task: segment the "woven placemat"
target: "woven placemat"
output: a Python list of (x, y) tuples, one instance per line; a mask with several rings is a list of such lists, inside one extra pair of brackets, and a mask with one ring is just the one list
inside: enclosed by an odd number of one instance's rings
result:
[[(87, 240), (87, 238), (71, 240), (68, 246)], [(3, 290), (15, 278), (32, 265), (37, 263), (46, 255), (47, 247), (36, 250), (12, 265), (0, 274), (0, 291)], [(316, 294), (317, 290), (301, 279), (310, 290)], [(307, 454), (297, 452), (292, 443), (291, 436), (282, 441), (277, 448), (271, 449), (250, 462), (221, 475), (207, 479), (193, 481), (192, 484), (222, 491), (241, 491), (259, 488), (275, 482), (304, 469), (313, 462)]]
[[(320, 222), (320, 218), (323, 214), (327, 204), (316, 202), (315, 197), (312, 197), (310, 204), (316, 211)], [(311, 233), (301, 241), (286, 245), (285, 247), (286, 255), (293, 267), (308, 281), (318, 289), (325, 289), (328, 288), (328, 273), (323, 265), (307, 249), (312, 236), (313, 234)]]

§ §

- **What is expected**:
Please return all of the data above, line for line, with no changes.

- **Exercise result**:
task: segment the "woven placemat"
target: "woven placemat"
output: a Python list of (x, y) tuples, one instance per line; a mask with several rings is a list of such lists, inside one extra pair of brackets, and a mask with one ring is just the one list
inside: enclosed by an odd number of one instance's rings
result:
[[(87, 240), (87, 238), (71, 240), (68, 246)], [(3, 290), (15, 278), (32, 265), (37, 263), (46, 255), (47, 247), (36, 250), (12, 265), (0, 274), (0, 291)], [(316, 294), (317, 290), (301, 279), (310, 290)], [(307, 454), (297, 452), (292, 443), (291, 436), (282, 441), (277, 448), (271, 449), (250, 462), (221, 475), (207, 479), (193, 481), (192, 484), (222, 491), (241, 491), (259, 488), (275, 482), (304, 469), (313, 462)]]
[[(320, 222), (320, 218), (323, 214), (327, 204), (316, 202), (315, 197), (312, 197), (310, 204), (316, 211)], [(311, 233), (301, 241), (286, 245), (285, 247), (286, 255), (293, 267), (308, 281), (318, 289), (325, 289), (328, 288), (328, 273), (323, 265), (307, 249), (312, 236), (313, 234)]]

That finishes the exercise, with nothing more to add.